Start MATERIAL PROVIDED

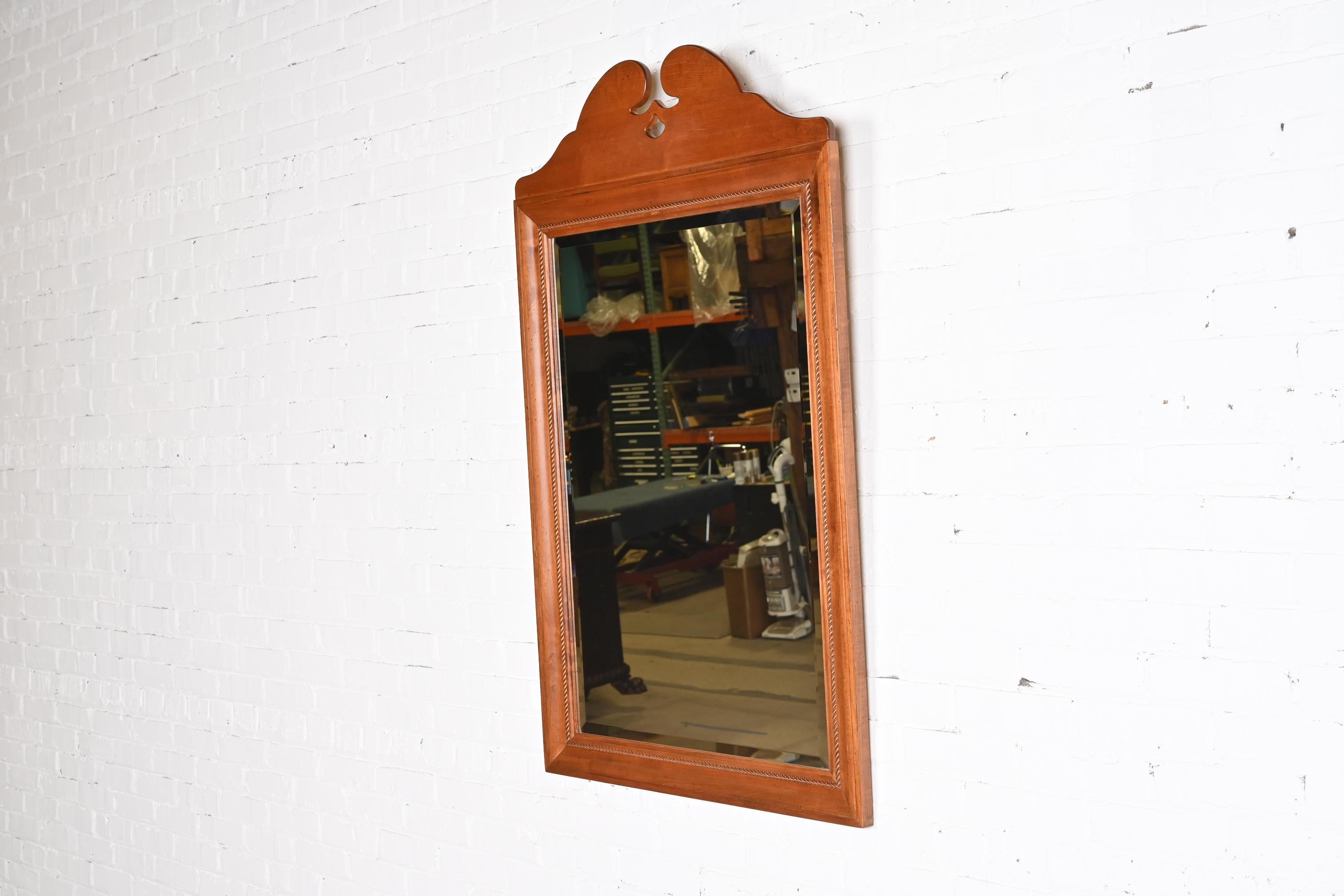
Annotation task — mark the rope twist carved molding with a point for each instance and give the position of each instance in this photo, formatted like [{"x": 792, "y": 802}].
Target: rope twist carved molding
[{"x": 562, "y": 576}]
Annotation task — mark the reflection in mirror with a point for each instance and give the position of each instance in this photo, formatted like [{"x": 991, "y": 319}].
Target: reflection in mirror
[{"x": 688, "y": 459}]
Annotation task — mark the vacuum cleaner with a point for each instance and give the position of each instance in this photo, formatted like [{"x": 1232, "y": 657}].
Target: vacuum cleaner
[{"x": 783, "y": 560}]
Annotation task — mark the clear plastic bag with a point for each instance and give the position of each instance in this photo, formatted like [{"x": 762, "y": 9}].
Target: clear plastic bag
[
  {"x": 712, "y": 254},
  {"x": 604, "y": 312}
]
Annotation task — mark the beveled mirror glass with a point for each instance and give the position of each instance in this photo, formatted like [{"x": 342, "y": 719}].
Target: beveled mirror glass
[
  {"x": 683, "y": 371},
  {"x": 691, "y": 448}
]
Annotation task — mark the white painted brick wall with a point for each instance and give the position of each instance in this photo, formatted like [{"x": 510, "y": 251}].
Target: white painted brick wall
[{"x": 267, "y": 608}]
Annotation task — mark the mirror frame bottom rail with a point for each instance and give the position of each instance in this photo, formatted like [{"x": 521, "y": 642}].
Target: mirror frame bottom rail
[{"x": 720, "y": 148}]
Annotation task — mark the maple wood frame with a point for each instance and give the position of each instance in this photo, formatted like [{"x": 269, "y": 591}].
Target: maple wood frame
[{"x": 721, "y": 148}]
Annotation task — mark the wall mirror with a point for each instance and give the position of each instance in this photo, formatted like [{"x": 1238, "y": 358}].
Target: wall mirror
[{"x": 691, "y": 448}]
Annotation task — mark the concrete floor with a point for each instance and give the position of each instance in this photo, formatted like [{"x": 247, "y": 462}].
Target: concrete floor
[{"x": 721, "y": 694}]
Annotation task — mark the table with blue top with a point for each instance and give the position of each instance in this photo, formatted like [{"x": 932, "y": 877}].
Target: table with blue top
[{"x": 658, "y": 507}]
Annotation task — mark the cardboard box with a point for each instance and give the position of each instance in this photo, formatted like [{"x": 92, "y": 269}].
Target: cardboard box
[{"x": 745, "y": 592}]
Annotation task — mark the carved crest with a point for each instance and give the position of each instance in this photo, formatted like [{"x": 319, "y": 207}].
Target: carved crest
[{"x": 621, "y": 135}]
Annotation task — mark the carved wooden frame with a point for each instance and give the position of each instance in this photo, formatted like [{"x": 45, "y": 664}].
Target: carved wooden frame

End MATERIAL PROVIDED

- _TASK STATEMENT_: Leave out the pictures and output every record above precisely as given.

- _RESULT OF THE TASK_:
Annotation task — mark the rope twist carved molding with a point for each instance and give the position of each instance in this photo, formatted like [{"x": 792, "y": 802}].
Target: rope twist carved molding
[{"x": 562, "y": 576}]
Annotation task — mark the reflection in mirror with a point for each instance and give the position of each instance in this photo, formatted like [{"x": 991, "y": 319}].
Target: reflection in mirror
[{"x": 688, "y": 459}]
Annotation task — mark the vacuum cleaner with a point for each instance and give the position of each instance in this photo, formatted like [{"x": 1232, "y": 657}].
Target: vacuum cleaner
[{"x": 783, "y": 560}]
Annotation task — mark the clear plastic bag with a point for each instance and give the position of each instance in this photo, formatted like [{"x": 762, "y": 9}].
Target: clear plastic bag
[
  {"x": 712, "y": 254},
  {"x": 604, "y": 312}
]
Annotation task — mark the beveled mirror glass with a point for each instance and give the position of each instance in this photo, formatted like [{"x": 342, "y": 719}].
Target: beveled mirror glass
[
  {"x": 683, "y": 371},
  {"x": 691, "y": 448}
]
Annotation task — mark the white painted brick wall with a point for each instance and give the position of each instance in this photo, formatted like [{"x": 510, "y": 251}].
Target: white painted brick wall
[{"x": 267, "y": 608}]
Annotation task — mark the mirror frame bottom rail with a point for each instance and give the position of each instance in this photo, formatted like [{"x": 521, "y": 642}].
Target: mirror frame bottom rail
[{"x": 720, "y": 148}]
Annotation task — mark the maple wood frame with a point for each instance and give the position of each instance in this photo, formatted like [{"x": 269, "y": 591}].
Target: maple wood frame
[{"x": 721, "y": 148}]
Annotation task — mark the wall mirror with a point for each instance and give the position of each instance in this photo, formatted like [{"x": 1238, "y": 358}].
Target: wall mirror
[{"x": 691, "y": 448}]
Annotation task — mark the concrete floor with a point for each instance and give the position of each instance in this photo, formatted like [{"x": 247, "y": 462}].
Target: concrete floor
[{"x": 721, "y": 694}]
Annotation task — mark the table with blue top with a point for each instance and give the position of each instance in this photo, formatted like [{"x": 932, "y": 877}].
Target: table with blue top
[{"x": 658, "y": 507}]
Annotation task — mark the cardboard box with a point for each instance and give the position of each instance in this photo, formatted like [{"x": 92, "y": 269}].
Target: cardboard box
[{"x": 745, "y": 592}]
Annotation task — mark the carved crest with a point for each instance and give the position of each instance in this photo, formatted like [{"x": 319, "y": 207}].
Target: carved crest
[{"x": 621, "y": 135}]
Annotation task — mark the carved wooden frame with a point for each instance and give the position of each instance in this photo, formatted like [{"x": 45, "y": 664}].
Target: carved wooden frame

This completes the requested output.